[[ Text under study open ]]

The Fifth Step of Humility: Confess thy Sins and Faults

The fifth step of humility is to regularly confess one’s sins, and in St. Benedict’s rule it is clear that he writes that monks confess directly to their abbot any sinful thoughts that they have in their hearts or any secret wrongdoings that they have committed against him or others. For us, this step of humility is to regularly enter into the Sacrament of Penance to confess our sins to the Lord and to the Church so that the Body of Christ, the Church, might through its ministry and binding and loosing, bring us ever close into communion with the Body of Christ so that we might one day have life everlasting with Him, the Head, Jesus. Of the same account, those seeking to fulfill this step of humility ought regularly to confess to others where they have thought poorly and unjustly of others, and in no way offer back- biting, snarky comments, or flared tempers against others. Simply thus one must avoid judging others for their sins and recognize their own sinfulness all the more strongly when witnessing a brother or sister in Christ fall into temptation. Their humility will reach out to these fallen sinners, relating to them their own faults and encouraging them by their own example to take up the Cross once again and walk the path of humility and love.

[[ Text under study closed ]]
[[ Data open ]]

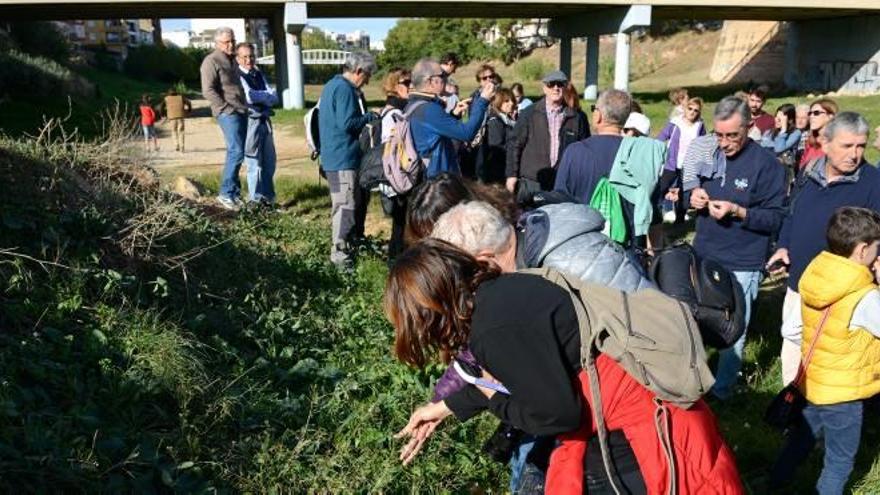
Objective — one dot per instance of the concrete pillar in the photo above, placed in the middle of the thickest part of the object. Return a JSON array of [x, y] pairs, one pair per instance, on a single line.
[[791, 76], [591, 89], [621, 63], [565, 55], [287, 25]]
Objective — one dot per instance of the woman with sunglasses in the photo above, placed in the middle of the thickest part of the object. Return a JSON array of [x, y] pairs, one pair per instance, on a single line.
[[679, 133], [821, 112], [397, 85]]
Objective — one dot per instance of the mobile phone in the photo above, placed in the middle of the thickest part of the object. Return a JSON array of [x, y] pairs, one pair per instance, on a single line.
[[777, 265]]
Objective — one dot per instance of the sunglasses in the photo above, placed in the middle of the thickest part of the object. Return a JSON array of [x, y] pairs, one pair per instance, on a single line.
[[730, 136]]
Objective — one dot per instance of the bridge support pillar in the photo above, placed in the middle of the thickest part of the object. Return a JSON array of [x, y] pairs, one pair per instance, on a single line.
[[565, 55], [287, 26], [621, 62], [591, 88]]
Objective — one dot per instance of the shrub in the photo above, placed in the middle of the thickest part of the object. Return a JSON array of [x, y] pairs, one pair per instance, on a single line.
[[160, 63], [32, 77], [41, 39]]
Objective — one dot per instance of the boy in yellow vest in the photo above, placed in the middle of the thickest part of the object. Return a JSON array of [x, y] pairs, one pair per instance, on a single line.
[[845, 365]]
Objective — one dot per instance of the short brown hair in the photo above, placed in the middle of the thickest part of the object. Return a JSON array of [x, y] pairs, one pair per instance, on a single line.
[[850, 226], [484, 68], [501, 96], [429, 299]]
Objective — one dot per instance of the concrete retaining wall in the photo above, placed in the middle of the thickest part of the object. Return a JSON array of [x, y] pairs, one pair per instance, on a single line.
[[841, 55]]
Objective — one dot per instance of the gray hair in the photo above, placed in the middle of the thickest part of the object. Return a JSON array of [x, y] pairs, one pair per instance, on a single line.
[[360, 60], [474, 226], [846, 121], [730, 106], [615, 106], [423, 71], [220, 31]]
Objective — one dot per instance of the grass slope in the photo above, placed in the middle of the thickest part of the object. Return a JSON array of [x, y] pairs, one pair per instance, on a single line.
[[152, 345]]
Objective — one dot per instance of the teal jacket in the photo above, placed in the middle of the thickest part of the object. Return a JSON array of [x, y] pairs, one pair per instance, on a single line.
[[340, 120], [635, 173]]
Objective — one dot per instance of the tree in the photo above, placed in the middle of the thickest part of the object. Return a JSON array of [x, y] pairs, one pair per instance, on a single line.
[[412, 39]]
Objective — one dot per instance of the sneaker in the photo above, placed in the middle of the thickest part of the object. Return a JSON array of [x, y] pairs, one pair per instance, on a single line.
[[229, 203]]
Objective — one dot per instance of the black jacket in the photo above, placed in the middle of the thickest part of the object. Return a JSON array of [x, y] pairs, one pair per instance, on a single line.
[[492, 154], [528, 152]]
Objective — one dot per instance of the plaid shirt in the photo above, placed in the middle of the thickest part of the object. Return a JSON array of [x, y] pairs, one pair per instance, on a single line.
[[554, 123]]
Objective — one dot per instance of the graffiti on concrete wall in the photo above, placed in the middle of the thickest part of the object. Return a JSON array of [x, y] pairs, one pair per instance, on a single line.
[[850, 77]]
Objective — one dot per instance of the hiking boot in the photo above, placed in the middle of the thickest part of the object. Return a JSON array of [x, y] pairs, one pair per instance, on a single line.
[[229, 203]]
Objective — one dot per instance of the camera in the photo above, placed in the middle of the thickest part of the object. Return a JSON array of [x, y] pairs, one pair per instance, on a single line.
[[502, 443]]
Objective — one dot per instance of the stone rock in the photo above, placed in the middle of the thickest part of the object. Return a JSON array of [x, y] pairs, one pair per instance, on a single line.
[[188, 188]]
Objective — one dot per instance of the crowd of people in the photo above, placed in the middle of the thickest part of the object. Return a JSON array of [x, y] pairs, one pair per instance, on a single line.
[[507, 184]]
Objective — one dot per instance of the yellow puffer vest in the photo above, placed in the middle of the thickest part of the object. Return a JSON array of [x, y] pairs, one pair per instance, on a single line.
[[846, 363]]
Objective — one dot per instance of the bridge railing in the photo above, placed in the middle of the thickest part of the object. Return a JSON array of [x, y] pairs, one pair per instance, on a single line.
[[314, 57]]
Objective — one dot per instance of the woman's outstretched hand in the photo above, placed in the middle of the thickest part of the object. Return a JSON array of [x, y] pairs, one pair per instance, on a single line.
[[422, 424]]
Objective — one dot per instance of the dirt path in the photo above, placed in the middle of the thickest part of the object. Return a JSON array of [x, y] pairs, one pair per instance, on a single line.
[[206, 151]]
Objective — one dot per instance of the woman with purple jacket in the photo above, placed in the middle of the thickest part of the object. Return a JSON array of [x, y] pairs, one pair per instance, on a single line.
[[678, 134]]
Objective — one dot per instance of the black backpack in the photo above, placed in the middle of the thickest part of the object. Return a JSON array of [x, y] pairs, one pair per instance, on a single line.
[[712, 293], [372, 172]]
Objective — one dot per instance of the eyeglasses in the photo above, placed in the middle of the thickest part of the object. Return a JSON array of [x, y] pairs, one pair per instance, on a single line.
[[730, 136]]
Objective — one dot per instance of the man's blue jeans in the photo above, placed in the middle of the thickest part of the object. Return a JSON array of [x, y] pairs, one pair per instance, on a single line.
[[234, 127], [730, 359], [841, 425], [261, 170]]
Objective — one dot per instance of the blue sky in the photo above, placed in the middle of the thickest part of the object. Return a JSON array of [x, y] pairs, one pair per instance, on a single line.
[[378, 28]]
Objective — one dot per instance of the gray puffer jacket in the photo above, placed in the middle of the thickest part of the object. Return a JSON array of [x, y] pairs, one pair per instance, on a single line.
[[569, 238]]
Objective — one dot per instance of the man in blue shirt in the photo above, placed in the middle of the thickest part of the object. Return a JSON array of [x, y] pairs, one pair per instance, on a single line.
[[341, 117], [259, 144], [433, 130], [739, 208], [841, 178]]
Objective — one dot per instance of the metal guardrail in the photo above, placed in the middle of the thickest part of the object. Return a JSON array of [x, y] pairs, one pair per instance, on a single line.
[[313, 57]]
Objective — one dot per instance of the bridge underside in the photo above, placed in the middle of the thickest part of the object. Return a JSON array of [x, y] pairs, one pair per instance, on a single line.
[[329, 9]]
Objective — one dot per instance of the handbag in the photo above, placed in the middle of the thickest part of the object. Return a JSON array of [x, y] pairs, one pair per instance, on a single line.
[[786, 409]]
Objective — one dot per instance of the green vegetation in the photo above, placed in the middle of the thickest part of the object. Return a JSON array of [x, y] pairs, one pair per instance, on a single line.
[[151, 345], [165, 64], [412, 39]]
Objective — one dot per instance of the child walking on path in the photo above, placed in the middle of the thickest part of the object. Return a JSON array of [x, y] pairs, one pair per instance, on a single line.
[[840, 307], [148, 122]]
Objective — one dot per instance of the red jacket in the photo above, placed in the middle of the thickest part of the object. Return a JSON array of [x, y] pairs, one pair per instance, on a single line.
[[148, 116], [704, 463]]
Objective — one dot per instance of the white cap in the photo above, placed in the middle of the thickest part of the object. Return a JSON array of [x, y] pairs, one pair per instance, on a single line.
[[639, 122]]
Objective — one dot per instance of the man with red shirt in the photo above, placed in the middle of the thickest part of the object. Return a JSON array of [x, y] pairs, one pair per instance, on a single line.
[[761, 120]]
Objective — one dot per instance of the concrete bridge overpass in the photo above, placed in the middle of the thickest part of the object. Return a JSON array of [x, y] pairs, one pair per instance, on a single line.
[[569, 19]]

[[ Data closed ]]

> _Problems to solve_
(A) Answer these from the passage on the fifth step of humility:
(i) In St. Benedict's rule, to whom do monks confess their sinful thoughts and secret wrongdoings?
(ii) Which sacrament does the passage say we should regularly enter into to confess our sins?
(iii) What does one's humility do for fallen sinners, according to the final sentence?
(B) Summarize the passage on the fifth step of humility in two sentences.
(C) Pick up the passage on the fifth step of humility after its final sentence.

> _Responses to the tasks_
(A)
(i) Directly to their abbot.
(ii) The Sacrament of Penance.
(iii) It reaches out to them, relating one's own faults to them and encouraging them by one's own example to take up the Cross once again and walk the path of humility and love.

(B) The fifth step of humility is to confess one's sins regularly: in St. Benedict's rule monks confess to their abbot, and for us it means entering regularly into the Sacrament of Penance to confess to the Lord and the Church. It also means confessing where one has thought poorly and unjustly of others, avoiding judgment, and recognizing one's own sinfulness when others fall, so that one's humility reaches out to encourage them back to the path of humility and love.

(C)
The Sixth Step of Humility: Content Yourself with Lowliness

The litany of humility reads, That I should not desire to be approved, Jesus grant me the grace to desire it, and so the sixth step of humility is to content ourselves with lowliness and to accept the lowest ranks and treatment that others have to offer. We recognize our sinfulness and our frailty and in such a manner recognize that of our own selves, left to our own devices, we are of little value, and yet not of no value because God saw in us a precious value so as to atone for our sins and bring us into His life. We are of little value because of our sins but of great value on account of the image we behold of Him. Thus we must sing with the Psalmist, “I am insignificant and ignorant, no better than a beast before You, yet I am with You always.” (Psalm 73:22-23)

The Seventh Step of Humility: Interior Mediocrity

The seventh step of humility is that we recognize and admit not only with our voice but with the fullness of our heart that we are inferior to all because of how we have been given specific, unique, and beloved gifts of God which we have squandered. They were specific to us and beautifully made for us specifically, but we spoiled God’s gifts and abused them. For this, we ought to consider ourselves inferior to others on account of how we abused ourselves through our sins and how we abused God’s gifts. To this we sin as in Psalm 22, “I am truly a worm, not a man, scorned by men and despised by the people.” And just as well “I was exalted, then I was humbled and overwhelmed with confusion.” (Psalm 88:16) or also “It is a blessing that you have humbled me so that I can learn Your commandments” (Psalm 119:71, 73). This then is to understand the fullness of why God humbles us, to learn His commandments and to join ourselves to His own nature of Self- Giving, Self-Abandoning, Self-Emptying Love. Let humility pierce our very hearts as we seek after His own Meek and Humble Heart.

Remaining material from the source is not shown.